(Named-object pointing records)
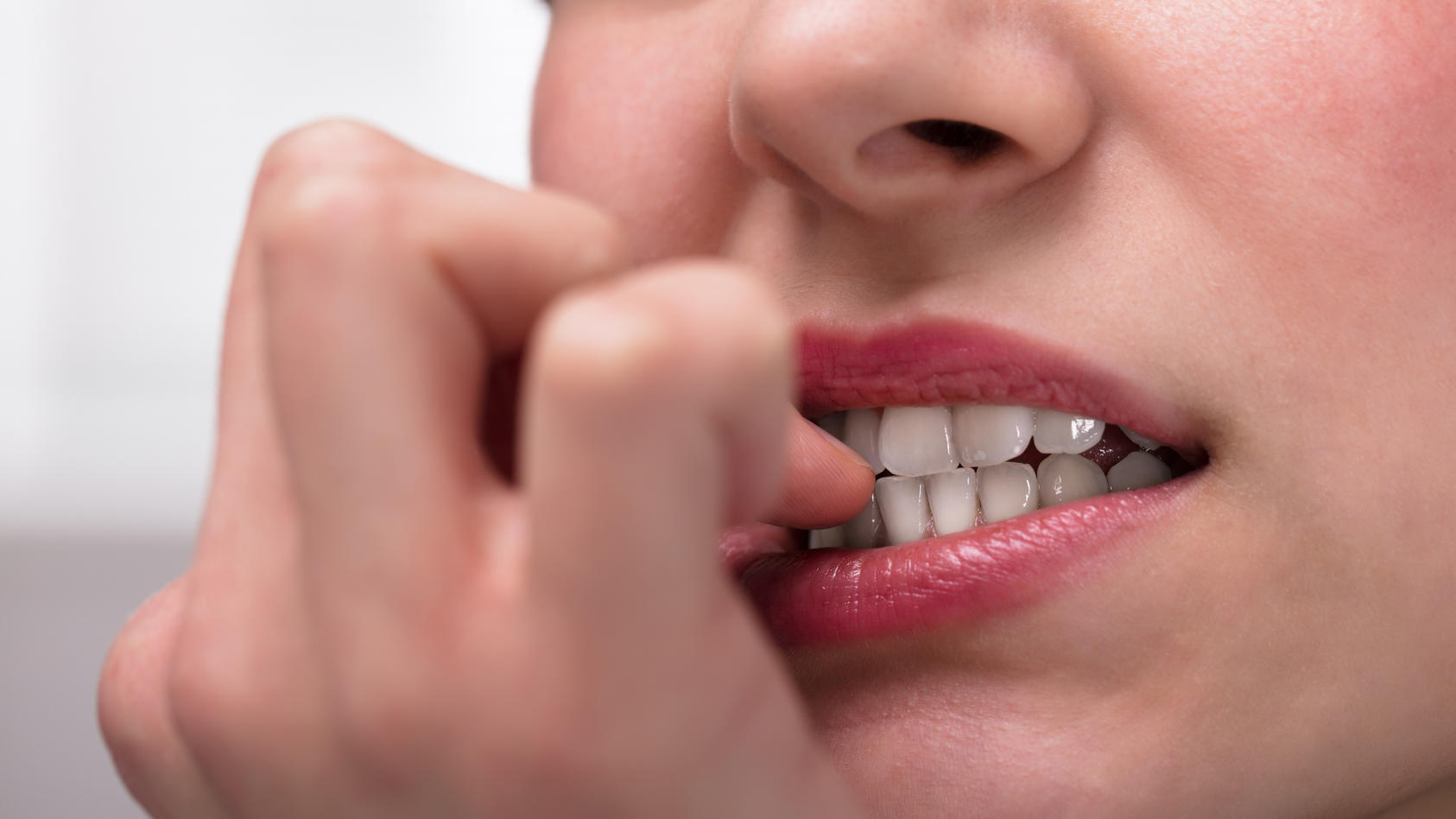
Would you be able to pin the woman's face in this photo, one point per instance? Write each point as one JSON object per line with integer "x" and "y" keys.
{"x": 1244, "y": 216}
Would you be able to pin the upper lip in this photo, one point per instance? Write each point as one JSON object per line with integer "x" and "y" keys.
{"x": 944, "y": 362}
{"x": 808, "y": 596}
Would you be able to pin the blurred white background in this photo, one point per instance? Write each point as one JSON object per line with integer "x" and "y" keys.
{"x": 129, "y": 137}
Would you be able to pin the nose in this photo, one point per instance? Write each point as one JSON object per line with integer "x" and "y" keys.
{"x": 900, "y": 106}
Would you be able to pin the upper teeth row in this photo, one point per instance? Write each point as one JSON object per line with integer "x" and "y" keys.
{"x": 925, "y": 441}
{"x": 950, "y": 468}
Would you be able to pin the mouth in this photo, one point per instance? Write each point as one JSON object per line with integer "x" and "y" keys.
{"x": 1006, "y": 471}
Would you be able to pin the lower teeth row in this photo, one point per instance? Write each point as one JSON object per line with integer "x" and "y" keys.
{"x": 906, "y": 509}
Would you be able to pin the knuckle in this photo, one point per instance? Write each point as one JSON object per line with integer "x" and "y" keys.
{"x": 594, "y": 347}
{"x": 214, "y": 702}
{"x": 325, "y": 188}
{"x": 125, "y": 723}
{"x": 390, "y": 732}
{"x": 329, "y": 144}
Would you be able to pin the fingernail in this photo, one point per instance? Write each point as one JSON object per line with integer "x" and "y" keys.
{"x": 840, "y": 447}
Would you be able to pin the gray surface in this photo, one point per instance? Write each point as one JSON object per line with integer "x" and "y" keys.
{"x": 61, "y": 600}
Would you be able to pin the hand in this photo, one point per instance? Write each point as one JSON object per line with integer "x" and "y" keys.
{"x": 379, "y": 623}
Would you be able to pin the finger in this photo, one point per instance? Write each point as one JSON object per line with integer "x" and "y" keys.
{"x": 654, "y": 416}
{"x": 390, "y": 282}
{"x": 825, "y": 481}
{"x": 136, "y": 714}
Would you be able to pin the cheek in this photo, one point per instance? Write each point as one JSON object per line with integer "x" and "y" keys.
{"x": 1270, "y": 104}
{"x": 630, "y": 114}
{"x": 1312, "y": 143}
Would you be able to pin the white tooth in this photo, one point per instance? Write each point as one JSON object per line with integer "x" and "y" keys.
{"x": 1140, "y": 441}
{"x": 916, "y": 441}
{"x": 1006, "y": 490}
{"x": 827, "y": 538}
{"x": 833, "y": 424}
{"x": 1136, "y": 471}
{"x": 865, "y": 530}
{"x": 862, "y": 435}
{"x": 992, "y": 435}
{"x": 953, "y": 500}
{"x": 1069, "y": 477}
{"x": 904, "y": 507}
{"x": 1063, "y": 432}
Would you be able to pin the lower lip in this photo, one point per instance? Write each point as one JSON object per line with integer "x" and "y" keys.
{"x": 842, "y": 595}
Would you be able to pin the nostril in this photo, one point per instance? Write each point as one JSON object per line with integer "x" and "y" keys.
{"x": 965, "y": 140}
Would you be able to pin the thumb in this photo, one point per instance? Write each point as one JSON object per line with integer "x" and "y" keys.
{"x": 825, "y": 481}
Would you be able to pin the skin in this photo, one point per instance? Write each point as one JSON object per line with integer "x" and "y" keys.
{"x": 1243, "y": 207}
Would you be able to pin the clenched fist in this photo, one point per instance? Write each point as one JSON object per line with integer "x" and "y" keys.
{"x": 380, "y": 621}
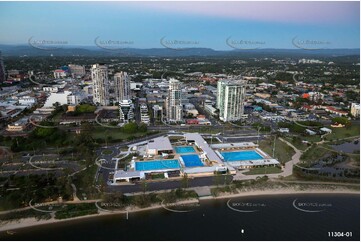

● **Exercise goal**: Pick out every line in the records above that contains the word "teeth", and copy each of those lines in full.

● **Response to the exercise**:
Would you be able to pin the upper teeth row in this photo, one point per instance? Write each point as one JSON object per line with integer "x" and "y" keys.
Would you be able to pin the lower teeth row in this photo, one point per instance? Write each point as one JSON object per line with integer "x" and "y" keys.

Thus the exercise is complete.